**Collected data entries**
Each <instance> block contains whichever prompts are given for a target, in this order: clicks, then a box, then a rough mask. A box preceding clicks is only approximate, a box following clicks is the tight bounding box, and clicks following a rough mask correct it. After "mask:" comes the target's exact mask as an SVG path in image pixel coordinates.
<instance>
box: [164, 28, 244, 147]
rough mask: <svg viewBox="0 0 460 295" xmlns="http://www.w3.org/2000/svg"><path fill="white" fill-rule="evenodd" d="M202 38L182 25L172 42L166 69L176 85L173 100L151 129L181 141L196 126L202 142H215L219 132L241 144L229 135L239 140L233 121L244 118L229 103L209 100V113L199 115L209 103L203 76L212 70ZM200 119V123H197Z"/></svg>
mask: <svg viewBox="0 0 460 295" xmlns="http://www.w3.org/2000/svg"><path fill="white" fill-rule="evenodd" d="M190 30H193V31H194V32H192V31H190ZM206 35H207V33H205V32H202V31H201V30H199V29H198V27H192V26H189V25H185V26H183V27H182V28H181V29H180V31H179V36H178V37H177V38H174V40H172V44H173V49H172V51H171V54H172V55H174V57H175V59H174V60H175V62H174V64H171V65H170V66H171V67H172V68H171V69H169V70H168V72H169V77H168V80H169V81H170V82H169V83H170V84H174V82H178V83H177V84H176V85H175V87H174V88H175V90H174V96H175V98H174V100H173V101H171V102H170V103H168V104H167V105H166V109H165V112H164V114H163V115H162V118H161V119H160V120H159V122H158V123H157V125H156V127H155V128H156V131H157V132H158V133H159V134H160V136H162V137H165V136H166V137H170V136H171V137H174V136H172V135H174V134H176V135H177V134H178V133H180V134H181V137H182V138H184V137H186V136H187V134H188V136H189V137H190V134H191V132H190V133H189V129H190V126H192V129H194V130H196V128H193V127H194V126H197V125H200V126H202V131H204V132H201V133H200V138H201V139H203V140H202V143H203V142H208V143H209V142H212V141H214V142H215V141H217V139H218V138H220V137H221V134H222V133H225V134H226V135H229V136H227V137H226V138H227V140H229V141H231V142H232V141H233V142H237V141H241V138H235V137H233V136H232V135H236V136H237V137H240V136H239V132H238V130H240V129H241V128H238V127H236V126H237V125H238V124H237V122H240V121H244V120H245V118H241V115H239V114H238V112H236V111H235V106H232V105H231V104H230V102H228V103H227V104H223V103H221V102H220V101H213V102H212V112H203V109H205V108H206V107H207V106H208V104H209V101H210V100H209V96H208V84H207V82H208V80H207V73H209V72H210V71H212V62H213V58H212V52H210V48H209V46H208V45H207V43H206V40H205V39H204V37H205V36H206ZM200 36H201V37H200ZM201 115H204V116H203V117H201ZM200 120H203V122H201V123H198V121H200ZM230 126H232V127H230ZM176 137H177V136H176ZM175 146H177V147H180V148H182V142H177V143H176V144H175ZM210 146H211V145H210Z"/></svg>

**INSTRUCTIONS FOR THE TASK**
Copy the data above. Keep each line exact.

**OUTPUT FOR THIS TASK**
Each <instance> block contains whichever prompts are given for a target, in this order: clicks, then a box, then a rough mask. A box preceding clicks is only approximate, a box following clicks is the tight bounding box, and clicks following a rough mask correct it. After "mask:" comes the target's exact mask as an SVG path in image pixel coordinates.
<instance>
box: [164, 28, 244, 147]
rough mask: <svg viewBox="0 0 460 295" xmlns="http://www.w3.org/2000/svg"><path fill="white" fill-rule="evenodd" d="M202 38L182 25L172 42L166 69L176 85L173 100L151 129L181 141L196 126L202 142H215L219 132L241 144L229 135L239 140L233 121L244 118L229 103L209 100V113L199 115L209 103L203 76L212 70ZM200 119V123H197Z"/></svg>
mask: <svg viewBox="0 0 460 295" xmlns="http://www.w3.org/2000/svg"><path fill="white" fill-rule="evenodd" d="M190 30H193V31H194V32H192V31H190ZM206 35H207V33H205V32H202V31H201V30H199V29H198V27H192V26H189V25H185V26H183V27H182V28H181V29H180V31H179V36H178V37H177V38H174V40H172V44H173V49H172V51H171V54H172V55H174V57H175V59H174V60H175V62H174V64H171V65H170V66H171V67H172V68H171V69H169V70H168V72H169V77H168V80H169V81H170V82H169V83H170V84H174V82H178V83H177V84H176V85H175V87H174V88H175V90H174V96H175V98H174V100H173V101H171V102H170V103H168V104H167V105H166V109H165V112H164V114H163V115H162V118H161V119H160V120H159V122H158V123H157V125H156V127H155V128H156V131H157V132H158V133H159V134H160V136H162V137H165V136H166V137H170V136H171V137H174V136H172V135H174V134H176V135H177V134H178V133H180V134H181V137H182V138H184V137H186V136H187V134H188V136H189V137H190V134H191V132H190V133H189V129H190V126H192V129H194V130H196V128H193V127H194V126H197V125H200V126H202V131H204V132H201V133H200V138H201V139H203V140H202V143H203V142H208V143H209V142H212V141H214V142H215V141H217V139H218V138H220V137H221V134H222V133H225V134H226V135H229V136H227V137H226V138H227V140H229V141H231V142H232V141H233V142H237V141H241V138H235V137H233V136H232V135H236V136H237V137H240V136H239V132H238V130H240V129H241V128H238V127H236V126H237V125H238V124H237V122H240V121H244V120H245V118H241V115H239V114H238V112H236V111H235V106H232V105H231V104H230V102H228V103H227V104H223V103H221V102H220V101H213V102H212V112H203V109H205V108H206V107H207V106H208V104H209V101H210V100H209V96H208V84H207V82H208V80H207V73H209V72H210V71H212V62H213V58H212V52H210V48H209V46H208V45H207V43H206V40H205V39H204V37H205V36H206ZM200 36H201V37H200ZM201 115H204V116H203V117H201ZM200 120H203V122H201V123H198V121H200ZM230 126H232V127H230ZM176 137H177V136H176ZM175 146H177V147H180V148H182V142H177V143H176V144H175ZM210 146H211V145H210Z"/></svg>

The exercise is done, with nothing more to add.